_DIRECTIVE_
Pull out each line of the data below that contains the word "coordinates".

RECORDS FOR THIS EXERCISE START

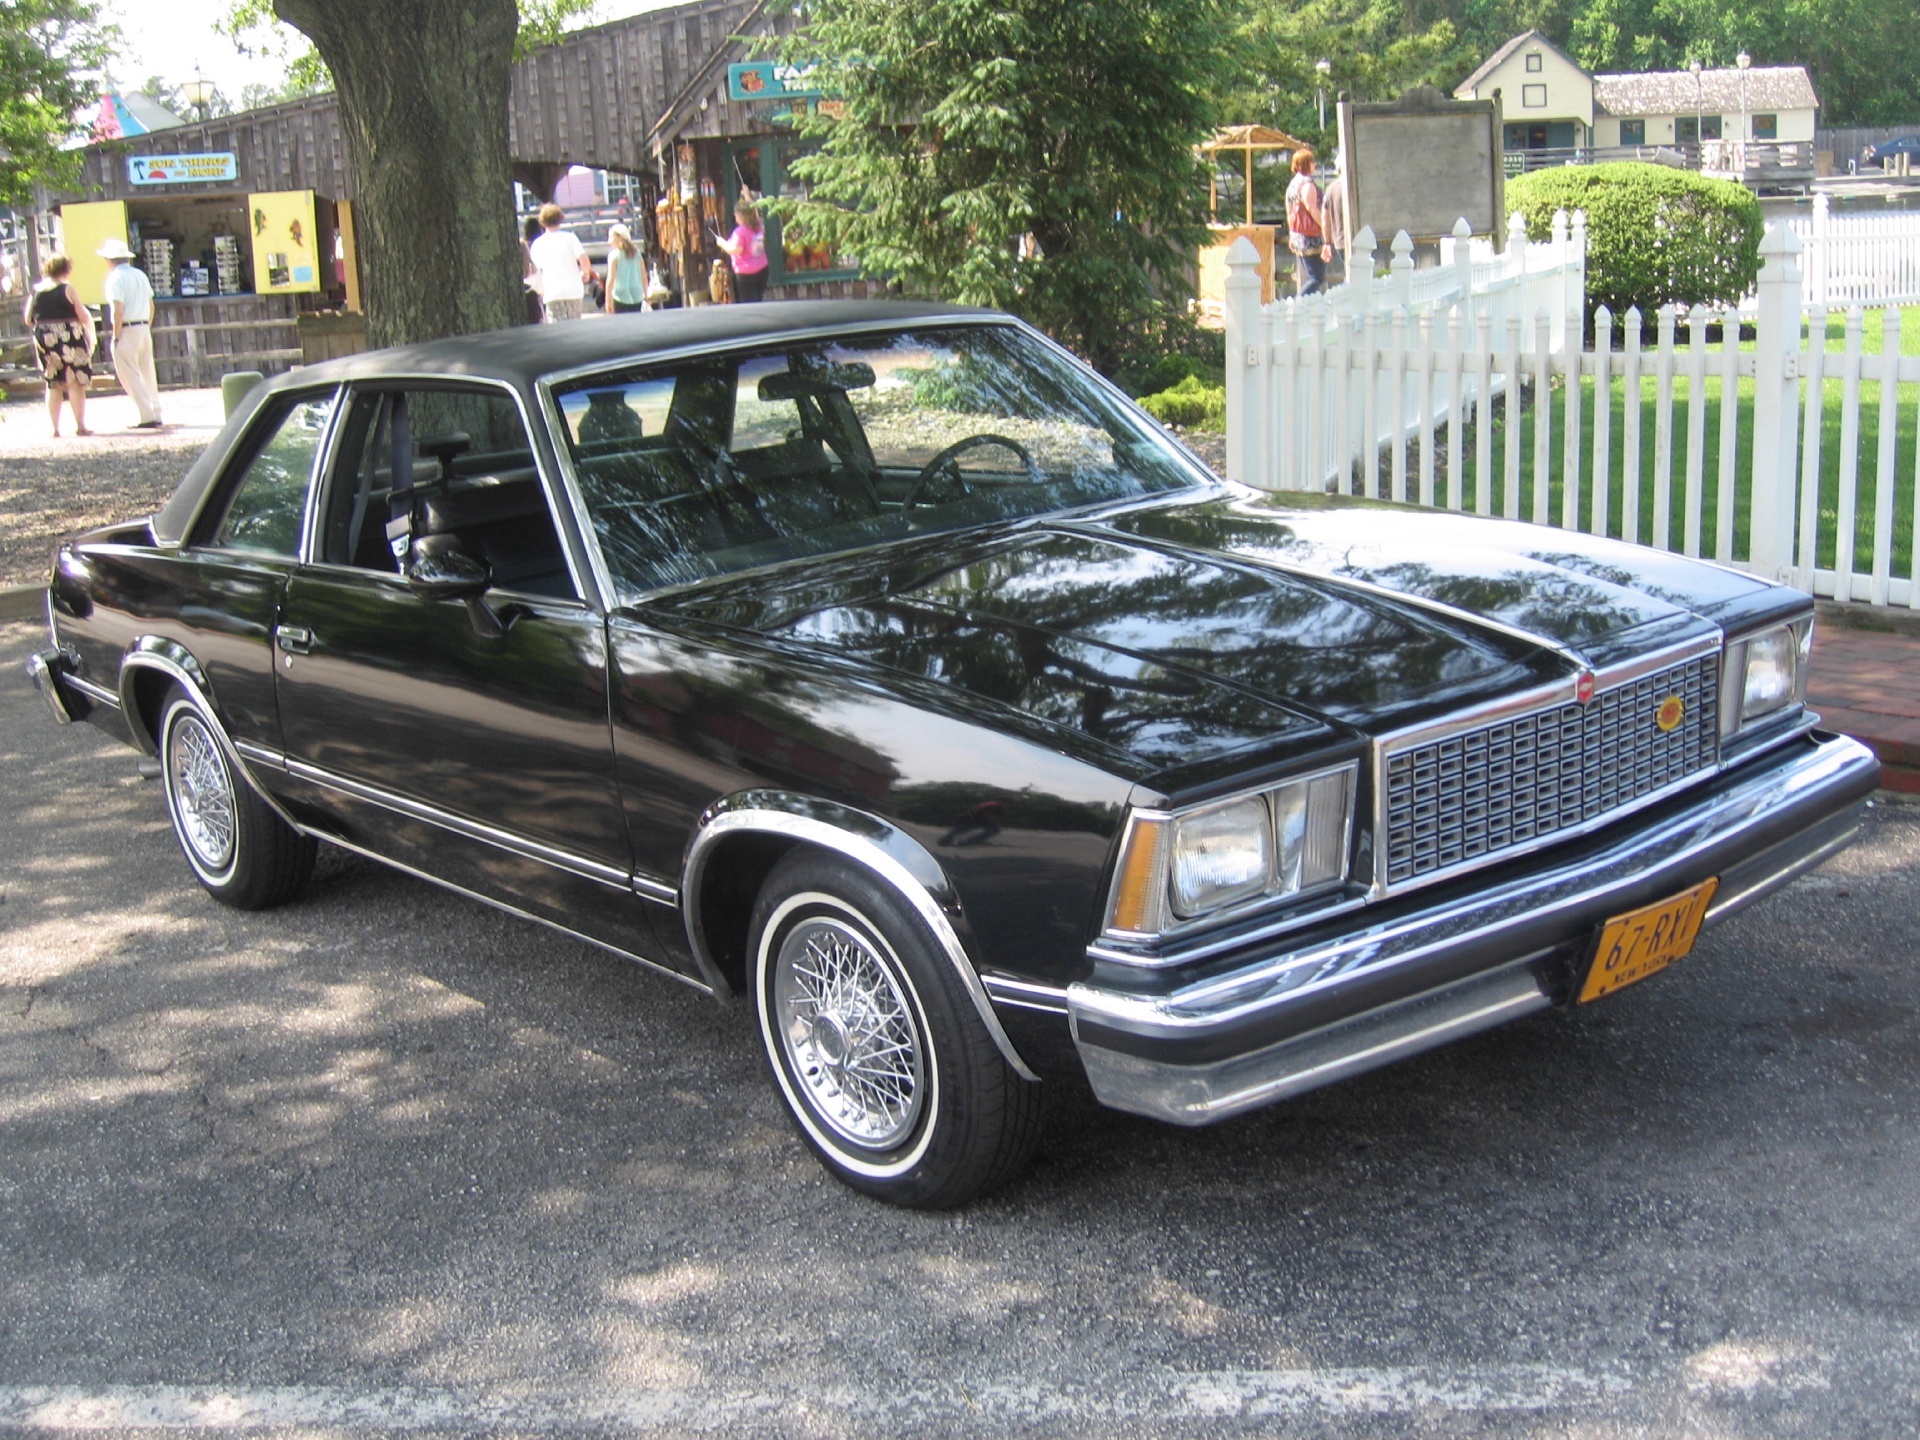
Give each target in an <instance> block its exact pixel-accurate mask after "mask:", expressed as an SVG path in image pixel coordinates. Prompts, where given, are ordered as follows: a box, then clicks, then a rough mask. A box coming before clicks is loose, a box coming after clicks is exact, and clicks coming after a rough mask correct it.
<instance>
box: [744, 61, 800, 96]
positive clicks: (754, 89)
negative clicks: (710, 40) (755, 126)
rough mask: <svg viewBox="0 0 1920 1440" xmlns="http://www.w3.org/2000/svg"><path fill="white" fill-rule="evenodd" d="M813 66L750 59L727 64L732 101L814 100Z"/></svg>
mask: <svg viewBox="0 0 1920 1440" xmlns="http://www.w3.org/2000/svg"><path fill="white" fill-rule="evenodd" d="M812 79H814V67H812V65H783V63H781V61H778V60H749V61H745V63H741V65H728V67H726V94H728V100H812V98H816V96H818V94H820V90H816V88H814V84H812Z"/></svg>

RECORDS FOR THIS EXERCISE END
RECORDS FOR THIS EXERCISE START

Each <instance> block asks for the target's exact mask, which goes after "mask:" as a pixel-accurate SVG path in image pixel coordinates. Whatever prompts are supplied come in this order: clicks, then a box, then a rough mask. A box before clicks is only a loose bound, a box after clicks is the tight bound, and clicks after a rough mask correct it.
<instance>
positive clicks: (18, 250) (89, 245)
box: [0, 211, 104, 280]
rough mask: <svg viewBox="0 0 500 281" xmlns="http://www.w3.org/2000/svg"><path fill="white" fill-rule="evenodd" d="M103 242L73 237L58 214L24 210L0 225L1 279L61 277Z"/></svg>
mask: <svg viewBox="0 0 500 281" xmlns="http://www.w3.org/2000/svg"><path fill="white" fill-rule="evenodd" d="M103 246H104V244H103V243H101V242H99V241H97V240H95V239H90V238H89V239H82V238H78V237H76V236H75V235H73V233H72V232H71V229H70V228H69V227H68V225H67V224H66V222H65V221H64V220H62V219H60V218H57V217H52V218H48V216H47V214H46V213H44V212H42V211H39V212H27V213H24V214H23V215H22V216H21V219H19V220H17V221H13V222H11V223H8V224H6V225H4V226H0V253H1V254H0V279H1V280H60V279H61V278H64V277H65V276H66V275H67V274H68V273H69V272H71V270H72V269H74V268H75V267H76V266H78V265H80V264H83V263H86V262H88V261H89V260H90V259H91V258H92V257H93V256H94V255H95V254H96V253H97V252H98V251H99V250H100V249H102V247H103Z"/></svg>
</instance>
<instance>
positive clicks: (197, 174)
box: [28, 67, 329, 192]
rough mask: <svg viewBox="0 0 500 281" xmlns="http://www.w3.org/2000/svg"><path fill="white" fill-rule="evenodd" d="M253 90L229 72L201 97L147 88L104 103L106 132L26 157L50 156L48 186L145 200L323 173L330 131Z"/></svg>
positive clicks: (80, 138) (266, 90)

RECORDS FOR THIS EXERCISE END
RECORDS FOR THIS EXERCISE START

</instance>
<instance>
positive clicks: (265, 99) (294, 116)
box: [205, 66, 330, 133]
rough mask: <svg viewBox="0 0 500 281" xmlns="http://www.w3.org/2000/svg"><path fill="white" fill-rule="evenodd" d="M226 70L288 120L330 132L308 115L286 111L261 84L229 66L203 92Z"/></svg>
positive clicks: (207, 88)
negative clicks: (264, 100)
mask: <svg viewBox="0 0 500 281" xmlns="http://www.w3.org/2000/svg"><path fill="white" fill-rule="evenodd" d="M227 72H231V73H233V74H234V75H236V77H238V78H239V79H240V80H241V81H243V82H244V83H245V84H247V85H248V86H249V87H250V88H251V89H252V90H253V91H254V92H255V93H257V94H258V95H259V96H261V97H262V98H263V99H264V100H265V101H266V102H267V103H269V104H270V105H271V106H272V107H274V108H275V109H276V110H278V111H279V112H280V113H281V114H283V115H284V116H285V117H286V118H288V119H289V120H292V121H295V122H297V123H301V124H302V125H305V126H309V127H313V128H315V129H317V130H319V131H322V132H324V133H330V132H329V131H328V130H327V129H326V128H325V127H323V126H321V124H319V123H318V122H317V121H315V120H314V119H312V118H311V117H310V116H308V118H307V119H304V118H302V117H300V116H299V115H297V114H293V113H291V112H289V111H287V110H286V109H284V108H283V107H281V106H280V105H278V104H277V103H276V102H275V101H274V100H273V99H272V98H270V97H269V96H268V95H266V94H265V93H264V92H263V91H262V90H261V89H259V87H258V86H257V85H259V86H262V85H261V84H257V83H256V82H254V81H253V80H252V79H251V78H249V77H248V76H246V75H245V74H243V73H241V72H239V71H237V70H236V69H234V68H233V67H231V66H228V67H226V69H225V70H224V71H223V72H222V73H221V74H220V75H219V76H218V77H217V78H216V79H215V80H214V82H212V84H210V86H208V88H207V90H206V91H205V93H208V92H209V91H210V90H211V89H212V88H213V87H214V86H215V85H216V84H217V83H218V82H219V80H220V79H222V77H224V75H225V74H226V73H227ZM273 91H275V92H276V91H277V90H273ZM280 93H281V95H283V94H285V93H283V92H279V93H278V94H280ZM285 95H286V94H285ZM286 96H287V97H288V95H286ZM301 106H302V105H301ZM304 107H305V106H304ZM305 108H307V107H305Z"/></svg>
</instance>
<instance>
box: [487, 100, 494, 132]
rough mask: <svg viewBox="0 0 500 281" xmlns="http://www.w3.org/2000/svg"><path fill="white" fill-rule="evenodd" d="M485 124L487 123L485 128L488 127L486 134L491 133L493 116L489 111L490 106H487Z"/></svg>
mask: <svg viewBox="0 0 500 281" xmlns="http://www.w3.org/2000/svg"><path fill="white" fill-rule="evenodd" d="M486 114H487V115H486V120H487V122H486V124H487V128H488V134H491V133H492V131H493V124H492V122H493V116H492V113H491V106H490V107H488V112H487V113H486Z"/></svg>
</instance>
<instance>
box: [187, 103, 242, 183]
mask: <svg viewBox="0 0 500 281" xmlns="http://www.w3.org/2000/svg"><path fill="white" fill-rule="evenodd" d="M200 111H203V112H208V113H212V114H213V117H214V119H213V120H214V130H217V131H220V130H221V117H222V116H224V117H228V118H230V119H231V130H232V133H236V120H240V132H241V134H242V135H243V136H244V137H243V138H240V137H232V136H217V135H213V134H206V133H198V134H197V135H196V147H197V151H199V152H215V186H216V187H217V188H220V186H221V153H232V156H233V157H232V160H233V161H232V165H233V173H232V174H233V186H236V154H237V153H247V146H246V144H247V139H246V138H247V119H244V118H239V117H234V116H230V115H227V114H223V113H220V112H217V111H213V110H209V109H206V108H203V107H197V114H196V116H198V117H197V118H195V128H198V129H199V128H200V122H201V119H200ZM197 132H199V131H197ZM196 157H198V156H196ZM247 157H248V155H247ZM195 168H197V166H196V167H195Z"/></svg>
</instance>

RECORDS FOR THIS EXERCISE END

_EXERCISE SOLUTION_
Give each target in an <instance> block its exact pixel-accurate mask after "mask:", expressed as an SVG path in image pixel coordinates. Prompts, where given, are ordered as follows: a box, then clicks, then a rough mask. A box coming before clicks is loose, a box coming after clicks is exact, and clicks coming after a rough mask correct it.
Each <instance> block asks for the target's exact mask, which goes after "mask:" as a pixel-accurate SVG path in image pixel coordinates. Whatever prompts are supplied come in this order: clicks, then a box, then a rough mask. A box before clicks is only a loose bound, a box after clicks is the tight bound, and clicks after a rough mask correct it.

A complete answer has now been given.